**WHAT YOU NEED TO DO:**
Scan the records below for the string "shirt" and return every line where it appears.
-- -- --
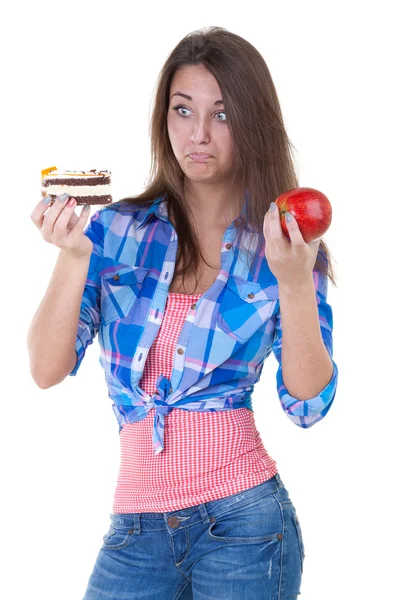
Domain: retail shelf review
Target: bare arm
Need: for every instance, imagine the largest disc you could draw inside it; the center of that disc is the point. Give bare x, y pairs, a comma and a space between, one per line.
53, 330
52, 333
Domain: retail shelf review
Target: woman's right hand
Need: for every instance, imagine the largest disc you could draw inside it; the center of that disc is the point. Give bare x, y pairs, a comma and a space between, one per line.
62, 227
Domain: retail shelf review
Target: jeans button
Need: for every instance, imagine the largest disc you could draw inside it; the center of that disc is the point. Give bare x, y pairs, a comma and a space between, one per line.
173, 522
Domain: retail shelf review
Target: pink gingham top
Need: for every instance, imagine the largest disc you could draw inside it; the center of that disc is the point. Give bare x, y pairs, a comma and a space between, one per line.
211, 455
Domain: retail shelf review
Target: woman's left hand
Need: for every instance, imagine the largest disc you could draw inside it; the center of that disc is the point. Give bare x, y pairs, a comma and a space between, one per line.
291, 262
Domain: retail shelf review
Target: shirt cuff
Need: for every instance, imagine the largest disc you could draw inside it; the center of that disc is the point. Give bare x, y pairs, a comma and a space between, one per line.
83, 340
305, 413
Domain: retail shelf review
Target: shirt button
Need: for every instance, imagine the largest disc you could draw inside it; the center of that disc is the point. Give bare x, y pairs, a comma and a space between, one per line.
173, 522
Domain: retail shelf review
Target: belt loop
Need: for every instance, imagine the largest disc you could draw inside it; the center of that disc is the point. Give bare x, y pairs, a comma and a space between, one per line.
204, 514
136, 523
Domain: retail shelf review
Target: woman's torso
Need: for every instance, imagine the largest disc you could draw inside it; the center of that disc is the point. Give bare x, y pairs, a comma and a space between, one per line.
207, 455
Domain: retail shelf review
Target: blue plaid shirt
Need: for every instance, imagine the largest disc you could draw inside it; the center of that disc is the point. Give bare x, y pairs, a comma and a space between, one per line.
227, 335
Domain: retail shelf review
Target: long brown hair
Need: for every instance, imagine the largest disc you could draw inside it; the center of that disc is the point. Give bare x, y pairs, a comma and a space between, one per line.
263, 165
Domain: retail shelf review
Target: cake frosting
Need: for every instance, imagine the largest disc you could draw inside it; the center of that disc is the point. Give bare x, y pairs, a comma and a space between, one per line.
87, 187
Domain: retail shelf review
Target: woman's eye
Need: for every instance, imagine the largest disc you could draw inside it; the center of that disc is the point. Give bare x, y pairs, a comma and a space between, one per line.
178, 108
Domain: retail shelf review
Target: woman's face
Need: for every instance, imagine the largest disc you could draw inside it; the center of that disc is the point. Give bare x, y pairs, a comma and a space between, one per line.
199, 125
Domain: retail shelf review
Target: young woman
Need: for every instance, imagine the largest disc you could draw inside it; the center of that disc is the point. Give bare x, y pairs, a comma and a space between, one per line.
190, 286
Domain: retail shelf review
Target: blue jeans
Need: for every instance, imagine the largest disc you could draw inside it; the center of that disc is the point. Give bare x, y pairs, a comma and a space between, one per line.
247, 546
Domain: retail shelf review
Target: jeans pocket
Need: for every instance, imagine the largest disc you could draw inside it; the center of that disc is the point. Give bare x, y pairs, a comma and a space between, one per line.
259, 521
299, 538
117, 538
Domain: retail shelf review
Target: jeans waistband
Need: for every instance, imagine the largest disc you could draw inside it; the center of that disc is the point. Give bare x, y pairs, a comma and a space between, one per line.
193, 514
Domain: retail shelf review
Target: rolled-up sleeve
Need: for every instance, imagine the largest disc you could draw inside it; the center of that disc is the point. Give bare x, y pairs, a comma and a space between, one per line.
89, 318
306, 413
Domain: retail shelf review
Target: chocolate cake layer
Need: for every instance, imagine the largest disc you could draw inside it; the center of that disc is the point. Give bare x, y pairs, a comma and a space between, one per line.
92, 200
76, 181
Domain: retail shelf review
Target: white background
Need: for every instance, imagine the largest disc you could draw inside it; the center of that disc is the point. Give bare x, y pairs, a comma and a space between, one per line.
77, 87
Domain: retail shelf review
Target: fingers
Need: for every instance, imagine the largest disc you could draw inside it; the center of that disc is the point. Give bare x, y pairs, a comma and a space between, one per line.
45, 222
272, 227
55, 220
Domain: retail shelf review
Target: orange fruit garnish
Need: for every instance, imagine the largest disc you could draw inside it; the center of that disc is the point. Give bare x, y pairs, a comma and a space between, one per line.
46, 171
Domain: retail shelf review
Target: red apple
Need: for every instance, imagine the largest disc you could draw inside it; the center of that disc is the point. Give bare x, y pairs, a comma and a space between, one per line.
311, 209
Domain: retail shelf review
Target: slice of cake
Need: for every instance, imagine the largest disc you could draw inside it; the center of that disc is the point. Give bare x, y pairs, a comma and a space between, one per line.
87, 187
-- -- --
**WRITTEN RESPONSE:**
Target: shirt cuff
Target: shirt button
Target: blue plaid shirt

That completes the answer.